=== Material supplied ===

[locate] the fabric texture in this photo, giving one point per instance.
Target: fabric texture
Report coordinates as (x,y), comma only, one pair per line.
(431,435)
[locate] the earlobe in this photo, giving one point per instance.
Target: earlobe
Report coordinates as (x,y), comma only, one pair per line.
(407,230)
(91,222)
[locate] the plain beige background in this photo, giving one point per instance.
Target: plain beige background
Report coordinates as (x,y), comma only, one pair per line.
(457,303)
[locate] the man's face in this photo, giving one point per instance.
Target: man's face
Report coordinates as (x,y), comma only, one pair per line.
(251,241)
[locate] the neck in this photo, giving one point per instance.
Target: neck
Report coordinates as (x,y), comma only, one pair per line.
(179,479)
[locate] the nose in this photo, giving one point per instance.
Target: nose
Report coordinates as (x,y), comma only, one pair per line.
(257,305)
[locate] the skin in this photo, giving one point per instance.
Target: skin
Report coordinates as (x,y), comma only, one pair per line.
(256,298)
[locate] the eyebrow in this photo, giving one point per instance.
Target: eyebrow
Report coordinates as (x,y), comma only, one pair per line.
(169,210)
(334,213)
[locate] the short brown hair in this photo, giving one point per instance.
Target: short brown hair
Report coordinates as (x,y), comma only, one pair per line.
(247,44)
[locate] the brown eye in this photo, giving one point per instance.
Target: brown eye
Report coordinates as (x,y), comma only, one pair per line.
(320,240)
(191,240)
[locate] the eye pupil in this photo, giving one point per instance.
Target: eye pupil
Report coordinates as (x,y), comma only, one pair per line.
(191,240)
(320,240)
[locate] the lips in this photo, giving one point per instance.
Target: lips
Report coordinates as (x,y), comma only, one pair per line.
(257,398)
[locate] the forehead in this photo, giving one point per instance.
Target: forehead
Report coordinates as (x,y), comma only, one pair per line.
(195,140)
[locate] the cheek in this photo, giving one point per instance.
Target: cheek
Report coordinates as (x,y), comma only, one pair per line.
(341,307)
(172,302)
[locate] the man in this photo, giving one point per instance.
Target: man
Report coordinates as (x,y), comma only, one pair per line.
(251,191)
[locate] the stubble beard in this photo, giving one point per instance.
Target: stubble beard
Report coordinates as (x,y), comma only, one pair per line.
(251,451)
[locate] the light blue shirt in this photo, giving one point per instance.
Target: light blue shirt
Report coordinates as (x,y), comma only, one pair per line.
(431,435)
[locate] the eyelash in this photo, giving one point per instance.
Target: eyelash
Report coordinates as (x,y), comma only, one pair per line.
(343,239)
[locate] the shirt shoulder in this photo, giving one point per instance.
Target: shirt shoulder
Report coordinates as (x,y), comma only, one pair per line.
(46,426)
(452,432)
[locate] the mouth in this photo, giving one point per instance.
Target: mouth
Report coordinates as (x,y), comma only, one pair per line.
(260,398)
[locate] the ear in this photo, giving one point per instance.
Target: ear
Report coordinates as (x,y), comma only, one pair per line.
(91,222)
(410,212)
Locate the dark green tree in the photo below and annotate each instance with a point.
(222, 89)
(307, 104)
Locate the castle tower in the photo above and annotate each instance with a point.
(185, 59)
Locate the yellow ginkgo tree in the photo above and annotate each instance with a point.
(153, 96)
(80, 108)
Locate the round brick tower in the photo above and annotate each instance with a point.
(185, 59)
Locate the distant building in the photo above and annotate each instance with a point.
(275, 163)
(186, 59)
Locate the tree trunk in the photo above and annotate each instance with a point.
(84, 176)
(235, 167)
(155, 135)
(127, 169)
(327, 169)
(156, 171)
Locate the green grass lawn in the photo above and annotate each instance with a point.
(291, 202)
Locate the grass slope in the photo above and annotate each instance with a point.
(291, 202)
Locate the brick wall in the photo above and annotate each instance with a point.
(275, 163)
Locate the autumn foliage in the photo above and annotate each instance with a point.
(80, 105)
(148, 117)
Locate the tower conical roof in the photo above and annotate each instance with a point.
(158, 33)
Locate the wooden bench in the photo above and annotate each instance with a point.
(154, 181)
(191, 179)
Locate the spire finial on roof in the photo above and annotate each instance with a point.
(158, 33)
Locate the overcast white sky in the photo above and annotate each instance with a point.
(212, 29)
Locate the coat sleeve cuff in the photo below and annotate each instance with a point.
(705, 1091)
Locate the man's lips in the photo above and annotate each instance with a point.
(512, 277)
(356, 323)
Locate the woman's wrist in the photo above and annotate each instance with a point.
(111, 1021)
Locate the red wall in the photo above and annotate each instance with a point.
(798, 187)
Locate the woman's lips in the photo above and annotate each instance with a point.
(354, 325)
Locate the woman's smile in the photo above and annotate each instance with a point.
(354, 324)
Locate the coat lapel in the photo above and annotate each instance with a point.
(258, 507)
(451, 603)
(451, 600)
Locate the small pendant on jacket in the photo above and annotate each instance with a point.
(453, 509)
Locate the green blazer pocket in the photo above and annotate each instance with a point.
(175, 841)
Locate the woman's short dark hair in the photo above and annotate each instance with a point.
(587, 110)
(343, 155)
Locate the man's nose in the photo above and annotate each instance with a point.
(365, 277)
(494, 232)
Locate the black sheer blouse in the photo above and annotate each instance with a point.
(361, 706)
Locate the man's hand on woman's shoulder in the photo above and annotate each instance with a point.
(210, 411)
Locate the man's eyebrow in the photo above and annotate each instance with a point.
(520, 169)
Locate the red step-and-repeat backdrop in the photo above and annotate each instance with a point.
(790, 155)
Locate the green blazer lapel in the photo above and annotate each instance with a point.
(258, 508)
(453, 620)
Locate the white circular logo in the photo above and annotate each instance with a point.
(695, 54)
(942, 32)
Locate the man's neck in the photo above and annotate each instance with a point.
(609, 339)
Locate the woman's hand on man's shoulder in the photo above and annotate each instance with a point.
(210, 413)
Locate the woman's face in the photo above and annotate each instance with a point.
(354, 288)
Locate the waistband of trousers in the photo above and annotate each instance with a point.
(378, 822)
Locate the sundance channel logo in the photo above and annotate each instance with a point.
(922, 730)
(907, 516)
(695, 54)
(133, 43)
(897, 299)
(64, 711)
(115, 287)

===

Exercise details
What you give back should be the full listing, copied exactly.

Solution to the exercise
[locate] the fabric texture in this photo, giving one point per instance.
Target: fabric texture
Report coordinates as (x,y), comma only, one pair per line.
(431,435)
[locate] the earlobe in this photo, giving one point per instance.
Target: earlobe
Report coordinates as (x,y), comma only, one pair per line.
(407,230)
(91,222)
[locate] the plain beige background in this photo, giving one point per instance.
Target: plain beige background
Report coordinates as (x,y), comma only, one pair per line.
(457,303)
[locate] the man's face in this photo, giving one point per instance.
Target: man's face
Report coordinates as (x,y), comma only, one pair per line.
(251,241)
[locate] the neck in this photo, giving one point per instance.
Target: neck
Report coordinates as (x,y), comma only, one pair per line.
(179,479)
[locate] the nose in this photo, giving one point per instance.
Target: nose
Report coordinates as (x,y), comma only, one pair per line.
(257,305)
[locate] the skin in this photo, giving one point per instance.
Target: skin
Report coordinates as (x,y), comma only, one pair per line.
(256,298)
[locate] the eyebrow in this photo, giving one point per instance.
Target: eyebrow
Report coordinates as (x,y), comma only, one pair per line.
(169,210)
(334,213)
[locate] the short brown hair in this photo, giving one point per instance.
Target: short brown hair
Report coordinates as (x,y), comma only, one pair per line.
(247,44)
[locate] the brown eye in this photo, giving one point per instance.
Target: brown eye
Report coordinates as (x,y), comma only, one pair per line.
(320,240)
(191,240)
[locate] the eye pupil in this photo, giving one point per instance.
Target: eye pupil
Report coordinates as (x,y), comma only, one pair per line.
(191,240)
(320,240)
[locate] the lips in this photo, giving one point per instance.
Target: lips
Report coordinates as (x,y), comma only, one pair per line.
(257,398)
[locate] the forehead in this photo, giving one point per instance.
Target: forehead
Report coordinates as (x,y), comma only, one pair per line.
(195,140)
[locate] the cheek in this photo, giving one point per instance.
Target: cheek
Report coordinates as (x,y), comma only, one pair per line.
(341,307)
(172,302)
[locate] the man in this photo, giving one point per instance.
Target: man
Report coordinates as (x,y), comma only, one pair per line.
(251,191)
[locate] the stubble beard in this photo, giving one point per instance.
Target: stubble beard
Report coordinates as (x,y), comma only, one pair per line.
(251,451)
[locate] the light blue shirt in this photo, giving one point per instance.
Target: light blue shirt
Report coordinates as (x,y), comma only, one pair per line.
(431,435)
[locate] the eyelash in this photo, giving one point per instance.
Target: eyelash
Report coordinates as (x,y), comma only, one pair per line.
(343,239)
[locate] the shirt shoulder in this photo, giving one point per instance.
Target: shirt shoulder
Report coordinates as (x,y), comma only, one pair per line.
(46,426)
(452,432)
[locate] the mouth in this photo, giving one point per instance.
Target: mouth
Report coordinates as (x,y), comma only, one pair per line.
(260,398)
[locate] the ear in this photo, giving one point per instance.
Target: ear
Report coordinates as (x,y), comma only, one pair per line.
(91,222)
(410,212)
Locate the dark green tree in the photo below and annotate each instance with a point.
(222, 89)
(307, 104)
Locate the castle tower in the photo above and annotate each instance with a point.
(185, 59)
Locate the yellow ginkgo tree in the photo above and annotate each instance with a point.
(153, 96)
(80, 108)
Locate the round brick tower in the photo above and annotate each instance with a point.
(185, 59)
Locate the distant building in the photo above and annotate each instance with a point.
(275, 163)
(186, 59)
Locate the tree trunk in the photo above and annotate each instance with a point.
(84, 176)
(235, 167)
(155, 135)
(127, 169)
(327, 169)
(156, 171)
Locate the green grass lawn in the photo above and annotate each instance with a point.
(291, 202)
Locate the grass slope in the photo above and annotate each instance with a point.
(291, 202)
Locate the brick wall in the photo above and annotate each instance with a point.
(275, 163)
Locate the autumn foliage in the photo above and annotate each instance with a point.
(80, 105)
(148, 117)
Locate the tower conical roof in the photo above and annotate each instance with a point.
(158, 33)
Locate the wooden bench in the photo above and annotate each instance with a point.
(154, 181)
(191, 179)
Locate the spire finial on roof in the photo above and annotate each instance with a point.
(158, 33)
Locate the overcast white sky in the photo above and annotate each instance with a point.
(212, 29)
Locate the coat sleeve cuff in the photo below and annotate each instance with a point.
(705, 1091)
Locate the man's lips in the photo above and annotate each instance with a point.
(512, 277)
(356, 323)
Locate the woman's wrist in the photo above and annotate each instance with a point.
(111, 1021)
Locate the red wall in the photo above and annotate each instance with a point.
(798, 187)
Locate the woman's lips in the photo above and annotate each instance with a point.
(354, 325)
Locate the woman's smile in the photo above and annotate each instance with a point.
(354, 324)
Locate the coat lapel in the photo above and annotate each instance with a point.
(258, 507)
(451, 603)
(451, 600)
Locate the small pendant on jacket in the photo above and annotate each instance with a point.
(453, 509)
Locate the green blazer pocket in the photo above and annotate each instance with a point.
(175, 841)
Locate the woman's short dark hair in the photo above and annotate each instance with a point.
(587, 110)
(343, 155)
Locate the man's nose in the photo above and annotate each instance with a point.
(365, 277)
(494, 232)
Locate the black sheer blouse in the photo above and annotate each instance with a point.
(361, 706)
Locate the man's hand on woman's shoulder in the photo above and annotate each instance with a point.
(210, 411)
Locate the man's eyebrow in the photo above and annotate each instance with a point.
(520, 169)
Locate the red step-and-repeat backdrop in the photo above and annotate each instance with a point.
(790, 155)
Locate the green blazer lapel in the photo above and annotate each instance with a point.
(258, 508)
(453, 620)
Locate the white circular logo in the photo above and annotate each instance with a point.
(695, 54)
(942, 32)
Locate the man's neck in the photo above and annotate each instance with a point.
(609, 339)
Locate the woman's hand on man's shoulder in the photo above and annotate each instance with a point.
(210, 413)
Locate the woman's face in the photo above and annotate each instance with a point.
(354, 288)
Locate the waistband of trousers in the photo above and annotate each instance with a point.
(378, 822)
Locate the sundance channel logo in the photo above and annotate each instance with a point.
(922, 730)
(907, 516)
(695, 54)
(133, 43)
(897, 299)
(64, 711)
(115, 287)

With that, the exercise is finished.